- **AIM OF THE EXERCISE**:
Scan the entries for lines with the word "tree", then copy those lines.

- **MATERIAL FOR THIS TASK**:
....................

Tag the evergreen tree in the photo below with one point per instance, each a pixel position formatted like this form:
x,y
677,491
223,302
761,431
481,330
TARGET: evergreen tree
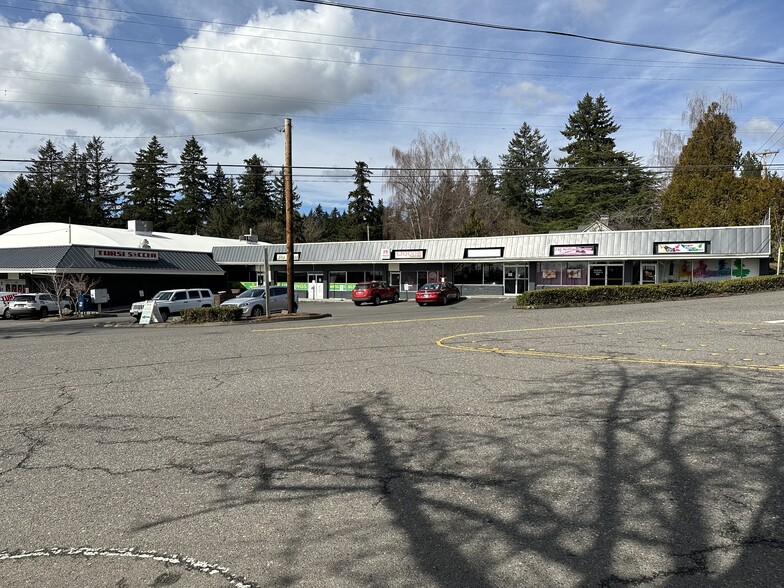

....................

- **RESPONSE BELOW**:
Tag the evergreen tree in the photo below with one point per instance, each a pixel position formatted like this form:
TARGET: evergreen tree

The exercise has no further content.